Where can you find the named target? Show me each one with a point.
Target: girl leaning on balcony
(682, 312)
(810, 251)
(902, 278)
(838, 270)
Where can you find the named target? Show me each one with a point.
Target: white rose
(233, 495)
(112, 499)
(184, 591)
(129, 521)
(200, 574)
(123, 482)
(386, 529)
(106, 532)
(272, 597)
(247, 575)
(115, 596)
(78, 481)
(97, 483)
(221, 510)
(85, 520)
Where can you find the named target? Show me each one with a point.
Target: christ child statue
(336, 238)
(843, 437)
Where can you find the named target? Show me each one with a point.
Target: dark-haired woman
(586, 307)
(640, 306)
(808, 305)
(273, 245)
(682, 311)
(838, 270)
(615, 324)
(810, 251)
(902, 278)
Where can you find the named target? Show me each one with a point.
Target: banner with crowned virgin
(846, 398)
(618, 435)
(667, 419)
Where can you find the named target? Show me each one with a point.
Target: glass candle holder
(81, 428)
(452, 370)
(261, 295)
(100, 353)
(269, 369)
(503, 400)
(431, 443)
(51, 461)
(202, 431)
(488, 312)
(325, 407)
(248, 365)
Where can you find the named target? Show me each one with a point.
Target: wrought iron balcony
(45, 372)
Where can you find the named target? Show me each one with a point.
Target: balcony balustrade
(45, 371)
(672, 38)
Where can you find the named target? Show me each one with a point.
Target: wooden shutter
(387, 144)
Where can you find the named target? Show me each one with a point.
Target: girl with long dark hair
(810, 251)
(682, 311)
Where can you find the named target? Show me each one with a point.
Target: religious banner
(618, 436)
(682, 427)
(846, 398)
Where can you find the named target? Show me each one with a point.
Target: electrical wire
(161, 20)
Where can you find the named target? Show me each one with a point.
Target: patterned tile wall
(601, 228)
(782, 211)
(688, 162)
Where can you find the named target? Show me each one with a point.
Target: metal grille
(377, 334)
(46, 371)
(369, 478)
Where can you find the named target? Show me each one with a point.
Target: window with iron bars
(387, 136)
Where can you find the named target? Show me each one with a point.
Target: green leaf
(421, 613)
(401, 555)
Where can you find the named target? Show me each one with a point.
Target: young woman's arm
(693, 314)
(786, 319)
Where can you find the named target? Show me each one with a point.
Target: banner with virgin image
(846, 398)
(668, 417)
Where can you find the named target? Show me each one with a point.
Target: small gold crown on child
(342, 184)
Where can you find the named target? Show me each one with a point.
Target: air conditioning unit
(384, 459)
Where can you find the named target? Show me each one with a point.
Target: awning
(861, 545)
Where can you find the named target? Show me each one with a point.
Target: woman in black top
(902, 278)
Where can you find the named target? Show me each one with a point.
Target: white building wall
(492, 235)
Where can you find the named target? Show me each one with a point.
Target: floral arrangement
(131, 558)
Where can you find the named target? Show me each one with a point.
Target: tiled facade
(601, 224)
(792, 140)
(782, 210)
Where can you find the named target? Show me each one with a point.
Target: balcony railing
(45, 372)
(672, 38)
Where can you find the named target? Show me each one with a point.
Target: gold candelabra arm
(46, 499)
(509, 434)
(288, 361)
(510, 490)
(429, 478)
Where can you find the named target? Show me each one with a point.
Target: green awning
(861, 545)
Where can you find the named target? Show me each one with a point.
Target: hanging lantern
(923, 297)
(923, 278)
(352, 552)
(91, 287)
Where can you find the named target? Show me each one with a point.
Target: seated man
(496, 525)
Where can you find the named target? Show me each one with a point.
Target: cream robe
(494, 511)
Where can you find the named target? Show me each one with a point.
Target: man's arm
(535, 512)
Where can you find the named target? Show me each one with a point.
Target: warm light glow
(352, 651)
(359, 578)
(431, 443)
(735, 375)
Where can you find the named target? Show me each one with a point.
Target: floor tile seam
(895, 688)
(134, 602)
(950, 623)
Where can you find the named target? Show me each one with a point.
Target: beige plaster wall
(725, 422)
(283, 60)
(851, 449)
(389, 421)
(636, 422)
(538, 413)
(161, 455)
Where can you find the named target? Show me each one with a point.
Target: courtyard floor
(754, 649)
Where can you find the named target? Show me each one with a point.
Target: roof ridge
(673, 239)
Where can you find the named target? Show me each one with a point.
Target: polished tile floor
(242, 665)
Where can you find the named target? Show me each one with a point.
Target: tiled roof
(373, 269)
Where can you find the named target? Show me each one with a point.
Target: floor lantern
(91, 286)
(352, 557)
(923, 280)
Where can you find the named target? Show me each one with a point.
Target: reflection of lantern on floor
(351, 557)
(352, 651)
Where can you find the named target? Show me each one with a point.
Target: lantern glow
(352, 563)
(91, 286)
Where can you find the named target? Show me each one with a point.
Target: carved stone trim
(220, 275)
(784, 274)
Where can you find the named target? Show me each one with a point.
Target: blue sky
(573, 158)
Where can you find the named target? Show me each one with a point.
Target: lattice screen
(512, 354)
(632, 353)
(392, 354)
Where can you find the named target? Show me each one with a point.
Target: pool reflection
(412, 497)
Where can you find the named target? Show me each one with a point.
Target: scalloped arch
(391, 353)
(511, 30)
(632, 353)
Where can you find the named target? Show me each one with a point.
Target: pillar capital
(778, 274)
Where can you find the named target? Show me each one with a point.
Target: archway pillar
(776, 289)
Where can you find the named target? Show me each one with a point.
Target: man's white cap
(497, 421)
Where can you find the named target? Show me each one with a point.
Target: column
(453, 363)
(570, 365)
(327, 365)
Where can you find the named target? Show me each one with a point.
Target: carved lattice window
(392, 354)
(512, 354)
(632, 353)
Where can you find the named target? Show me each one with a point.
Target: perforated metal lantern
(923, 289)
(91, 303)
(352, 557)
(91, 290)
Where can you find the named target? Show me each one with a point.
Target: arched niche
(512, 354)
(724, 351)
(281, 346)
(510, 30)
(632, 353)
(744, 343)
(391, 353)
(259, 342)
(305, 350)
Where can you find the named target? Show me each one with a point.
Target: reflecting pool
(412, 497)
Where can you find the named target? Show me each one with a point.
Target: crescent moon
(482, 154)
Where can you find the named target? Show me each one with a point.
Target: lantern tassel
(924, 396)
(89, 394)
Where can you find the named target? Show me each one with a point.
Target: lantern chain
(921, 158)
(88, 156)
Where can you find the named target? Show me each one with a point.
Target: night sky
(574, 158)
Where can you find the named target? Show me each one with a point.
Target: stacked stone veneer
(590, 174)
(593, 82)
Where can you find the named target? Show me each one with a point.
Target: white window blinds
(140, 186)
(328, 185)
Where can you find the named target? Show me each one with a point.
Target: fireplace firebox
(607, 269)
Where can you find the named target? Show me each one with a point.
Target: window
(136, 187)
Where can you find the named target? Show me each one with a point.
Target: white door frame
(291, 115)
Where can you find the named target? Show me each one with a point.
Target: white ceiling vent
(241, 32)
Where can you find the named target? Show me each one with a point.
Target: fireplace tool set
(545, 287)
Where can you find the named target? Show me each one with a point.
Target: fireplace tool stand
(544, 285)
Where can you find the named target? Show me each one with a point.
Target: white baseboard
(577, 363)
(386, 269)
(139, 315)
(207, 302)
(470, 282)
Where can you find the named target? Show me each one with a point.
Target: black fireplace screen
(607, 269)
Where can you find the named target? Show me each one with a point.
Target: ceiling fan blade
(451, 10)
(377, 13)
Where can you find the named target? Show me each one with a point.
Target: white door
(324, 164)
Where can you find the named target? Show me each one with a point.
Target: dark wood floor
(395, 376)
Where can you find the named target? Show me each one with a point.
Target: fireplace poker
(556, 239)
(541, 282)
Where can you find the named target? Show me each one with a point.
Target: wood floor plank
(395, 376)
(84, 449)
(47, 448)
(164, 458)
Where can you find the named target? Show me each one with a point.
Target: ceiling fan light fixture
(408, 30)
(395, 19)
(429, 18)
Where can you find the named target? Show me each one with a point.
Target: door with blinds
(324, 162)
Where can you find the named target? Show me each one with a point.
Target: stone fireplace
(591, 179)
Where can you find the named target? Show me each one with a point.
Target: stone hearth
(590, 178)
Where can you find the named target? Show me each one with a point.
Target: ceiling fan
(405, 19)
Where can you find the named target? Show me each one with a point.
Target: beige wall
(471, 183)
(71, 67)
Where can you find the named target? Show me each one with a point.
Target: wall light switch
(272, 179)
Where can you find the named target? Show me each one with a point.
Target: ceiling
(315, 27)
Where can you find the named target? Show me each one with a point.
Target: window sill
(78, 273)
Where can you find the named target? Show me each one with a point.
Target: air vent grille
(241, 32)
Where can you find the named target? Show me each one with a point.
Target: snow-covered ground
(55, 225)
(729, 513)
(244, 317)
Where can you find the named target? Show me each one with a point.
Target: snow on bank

☆ ☆ ☆ ☆ ☆

Your instructions: Only the lines from the one with "Target: beige wall" through the final line above belong in the answer, each retyped exactly.

Exercise response:
Target: beige wall
(471, 183)
(71, 67)
Where can you find the named target? Show me each one with a point.
Target: wall light switch
(272, 179)
Where can you find the named target? Show me each one with a point.
Target: ceiling
(315, 27)
Where can you find the named target? Show me each one with a point.
Target: window sill
(78, 273)
Where can you find the named target? Show me each one with a point.
Target: air vent grille
(241, 32)
Where can you find the named target? Show me each one with a point.
Target: snow-covered ground
(55, 225)
(729, 513)
(244, 317)
Where can you find the named target? Show me each one with a point.
Target: snow on bank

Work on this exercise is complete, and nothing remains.